(DOCUMENT TEXT begins)

A dubious link from a friend. A headline too sensational to be true. A video that seems fake but you can’t be sure. As online misinformation grows harder to detect, new artificial-intelligence tools promise to help us separate fact from fiction. But do they actually work?
Not really, according to Dorsaf Sallami. For her doctoral research at Université de Montréal’s Department of Computer Science and Operations Research, she examined the limitations of AI systems designed to detect fake news.
Her conclusion: these tools have significant flaws that their technical performance often masks.
She detailed her findings in a paper published last fall in the proceedings of an international conference on AI, ethics and society, co-authored with her supervisor Esma Aïmeur and professor Gilles Brassard.
A mirror, not a fact-checker
“Current AI systems for detecting fake news are built on a fundamental misconception,” Sallami said. “When AI flags content as false, it doesn’t fact-check as a journalist would. It calculates probabilities based on its training data.”
In other words, these systems don’t check the facts against reality. They only reflect what they’ve been shown, like a mirror, complete with all the biases and gaps in their training data.
Sallami finds it paradoxical that tech giants are pouring resources into these tools. Meta is labelling content that passes existing fact-checkers, Google has launched a Gemini-based prototype, and X is using Grok to analyze information on its platform in real time.
“The arsenal is impressive, but what good is a system that boasts 95 per cent accuracy in the lab but fails under real-life conditions, especially if it violates users’ privacy, is biased against some media outlets, and can be weaponized to censor political opposition?” Sallami asked.
Effectiveness is typically measured against technical benchmarks under controlled conditions. It’s a bit like judging a car by its top speed, without considering safety, affordability or emissions, she said.

(DOCUMENT TEXT ends)
(DATA TO EXAMINE begins)

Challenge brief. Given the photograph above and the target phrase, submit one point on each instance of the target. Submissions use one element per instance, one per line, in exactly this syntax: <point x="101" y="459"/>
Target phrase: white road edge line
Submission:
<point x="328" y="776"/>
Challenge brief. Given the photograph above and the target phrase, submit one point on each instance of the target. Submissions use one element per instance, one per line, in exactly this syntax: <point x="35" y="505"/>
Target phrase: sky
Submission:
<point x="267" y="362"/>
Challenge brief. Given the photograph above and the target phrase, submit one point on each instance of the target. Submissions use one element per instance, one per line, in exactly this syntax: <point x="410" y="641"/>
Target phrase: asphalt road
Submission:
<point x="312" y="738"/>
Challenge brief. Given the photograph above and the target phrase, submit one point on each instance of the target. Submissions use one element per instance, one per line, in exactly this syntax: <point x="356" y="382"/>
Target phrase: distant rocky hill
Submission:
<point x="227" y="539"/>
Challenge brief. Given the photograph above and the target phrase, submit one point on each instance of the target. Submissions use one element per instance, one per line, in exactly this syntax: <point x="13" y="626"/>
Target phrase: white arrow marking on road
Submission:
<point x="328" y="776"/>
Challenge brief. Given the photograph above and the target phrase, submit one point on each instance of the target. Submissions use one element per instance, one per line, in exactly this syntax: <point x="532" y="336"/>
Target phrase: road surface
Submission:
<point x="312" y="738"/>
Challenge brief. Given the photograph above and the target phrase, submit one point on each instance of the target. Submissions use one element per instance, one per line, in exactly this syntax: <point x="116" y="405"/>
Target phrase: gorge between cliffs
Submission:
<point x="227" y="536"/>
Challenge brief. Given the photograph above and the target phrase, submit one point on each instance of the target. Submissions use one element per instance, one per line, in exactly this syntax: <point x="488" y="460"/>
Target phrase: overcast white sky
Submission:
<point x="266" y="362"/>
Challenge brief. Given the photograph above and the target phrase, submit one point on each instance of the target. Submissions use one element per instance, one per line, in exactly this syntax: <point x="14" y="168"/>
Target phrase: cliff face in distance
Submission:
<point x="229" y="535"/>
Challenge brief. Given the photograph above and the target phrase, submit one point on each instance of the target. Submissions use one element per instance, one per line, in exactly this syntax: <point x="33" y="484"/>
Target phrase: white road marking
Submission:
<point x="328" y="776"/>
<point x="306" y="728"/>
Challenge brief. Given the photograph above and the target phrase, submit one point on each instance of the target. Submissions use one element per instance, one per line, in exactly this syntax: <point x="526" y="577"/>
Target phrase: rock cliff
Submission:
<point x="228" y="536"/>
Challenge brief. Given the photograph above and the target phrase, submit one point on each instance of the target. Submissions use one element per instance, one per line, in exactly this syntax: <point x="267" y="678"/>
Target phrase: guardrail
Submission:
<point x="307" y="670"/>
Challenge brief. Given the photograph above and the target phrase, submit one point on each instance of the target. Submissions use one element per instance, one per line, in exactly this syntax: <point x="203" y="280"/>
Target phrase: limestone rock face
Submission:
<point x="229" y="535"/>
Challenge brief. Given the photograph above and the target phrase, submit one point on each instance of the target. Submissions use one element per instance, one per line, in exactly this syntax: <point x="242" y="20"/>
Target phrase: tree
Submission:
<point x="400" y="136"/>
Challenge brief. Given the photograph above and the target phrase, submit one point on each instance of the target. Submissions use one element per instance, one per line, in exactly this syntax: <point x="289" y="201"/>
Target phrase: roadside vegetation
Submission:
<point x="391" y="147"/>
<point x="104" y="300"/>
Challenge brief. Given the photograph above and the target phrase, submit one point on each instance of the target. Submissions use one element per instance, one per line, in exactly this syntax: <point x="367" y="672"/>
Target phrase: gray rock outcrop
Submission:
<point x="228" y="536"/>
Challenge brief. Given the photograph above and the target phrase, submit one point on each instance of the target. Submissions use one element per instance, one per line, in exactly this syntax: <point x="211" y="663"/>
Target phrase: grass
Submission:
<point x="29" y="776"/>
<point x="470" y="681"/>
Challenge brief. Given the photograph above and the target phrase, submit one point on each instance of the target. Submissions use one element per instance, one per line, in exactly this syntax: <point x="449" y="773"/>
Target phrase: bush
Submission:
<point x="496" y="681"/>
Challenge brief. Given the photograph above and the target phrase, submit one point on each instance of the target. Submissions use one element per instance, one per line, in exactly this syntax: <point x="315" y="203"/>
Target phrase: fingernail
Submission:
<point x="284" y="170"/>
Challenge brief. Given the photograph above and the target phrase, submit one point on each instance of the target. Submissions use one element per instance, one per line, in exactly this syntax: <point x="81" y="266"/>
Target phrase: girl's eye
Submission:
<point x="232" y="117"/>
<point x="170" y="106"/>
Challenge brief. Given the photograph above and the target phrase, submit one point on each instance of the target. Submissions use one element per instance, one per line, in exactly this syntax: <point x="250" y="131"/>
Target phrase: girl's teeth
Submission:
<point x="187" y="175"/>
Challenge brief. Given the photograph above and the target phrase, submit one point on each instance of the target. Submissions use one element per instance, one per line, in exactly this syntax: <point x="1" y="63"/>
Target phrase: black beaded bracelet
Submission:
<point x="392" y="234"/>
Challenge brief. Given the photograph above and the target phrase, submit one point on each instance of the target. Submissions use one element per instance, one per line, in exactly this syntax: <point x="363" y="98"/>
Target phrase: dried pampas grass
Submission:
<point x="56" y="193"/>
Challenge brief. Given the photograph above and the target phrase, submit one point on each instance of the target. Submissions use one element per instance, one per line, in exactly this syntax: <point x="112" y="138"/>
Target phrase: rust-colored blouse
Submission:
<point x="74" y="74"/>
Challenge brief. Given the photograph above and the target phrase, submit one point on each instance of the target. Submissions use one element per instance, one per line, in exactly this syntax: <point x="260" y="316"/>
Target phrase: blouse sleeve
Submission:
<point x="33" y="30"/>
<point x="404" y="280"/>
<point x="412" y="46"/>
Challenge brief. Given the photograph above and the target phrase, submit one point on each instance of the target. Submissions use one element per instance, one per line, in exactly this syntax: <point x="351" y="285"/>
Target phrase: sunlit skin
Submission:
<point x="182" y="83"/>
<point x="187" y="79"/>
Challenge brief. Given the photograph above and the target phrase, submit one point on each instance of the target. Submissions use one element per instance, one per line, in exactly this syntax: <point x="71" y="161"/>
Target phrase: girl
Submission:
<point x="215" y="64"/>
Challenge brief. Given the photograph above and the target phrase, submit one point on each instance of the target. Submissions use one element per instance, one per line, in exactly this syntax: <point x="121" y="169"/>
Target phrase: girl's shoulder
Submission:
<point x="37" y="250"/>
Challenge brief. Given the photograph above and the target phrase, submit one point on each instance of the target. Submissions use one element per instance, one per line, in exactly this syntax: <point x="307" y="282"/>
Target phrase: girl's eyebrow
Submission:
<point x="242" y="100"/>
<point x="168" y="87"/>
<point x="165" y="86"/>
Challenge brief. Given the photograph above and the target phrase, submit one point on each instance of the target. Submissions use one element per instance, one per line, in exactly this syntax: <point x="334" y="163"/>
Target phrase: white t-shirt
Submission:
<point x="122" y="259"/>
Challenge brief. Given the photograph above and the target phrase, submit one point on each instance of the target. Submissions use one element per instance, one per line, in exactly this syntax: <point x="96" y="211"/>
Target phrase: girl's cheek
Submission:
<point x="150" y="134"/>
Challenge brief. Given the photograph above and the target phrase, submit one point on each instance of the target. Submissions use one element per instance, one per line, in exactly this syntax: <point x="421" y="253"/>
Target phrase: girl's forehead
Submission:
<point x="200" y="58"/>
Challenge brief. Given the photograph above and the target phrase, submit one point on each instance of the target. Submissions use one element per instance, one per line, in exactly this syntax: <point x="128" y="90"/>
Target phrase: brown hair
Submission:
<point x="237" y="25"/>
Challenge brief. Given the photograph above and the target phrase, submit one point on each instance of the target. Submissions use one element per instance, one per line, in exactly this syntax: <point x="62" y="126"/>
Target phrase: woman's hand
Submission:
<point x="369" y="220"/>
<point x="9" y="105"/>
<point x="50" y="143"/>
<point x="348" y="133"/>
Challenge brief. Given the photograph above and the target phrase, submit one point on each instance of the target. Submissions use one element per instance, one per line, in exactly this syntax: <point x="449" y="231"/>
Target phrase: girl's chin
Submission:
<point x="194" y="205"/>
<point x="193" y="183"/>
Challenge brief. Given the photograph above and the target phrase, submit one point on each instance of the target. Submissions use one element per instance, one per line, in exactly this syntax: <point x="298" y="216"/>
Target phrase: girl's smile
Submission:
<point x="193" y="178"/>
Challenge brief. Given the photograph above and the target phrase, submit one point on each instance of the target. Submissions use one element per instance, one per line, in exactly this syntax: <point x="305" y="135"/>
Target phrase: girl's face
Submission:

(DATA TO EXAMINE ends)

WHAT TO DO:
In the article on AI tools for detecting fake news, what is X using to analyze information on its platform in real time?

SOLUTION FOR THIS PROBLEM:
Grok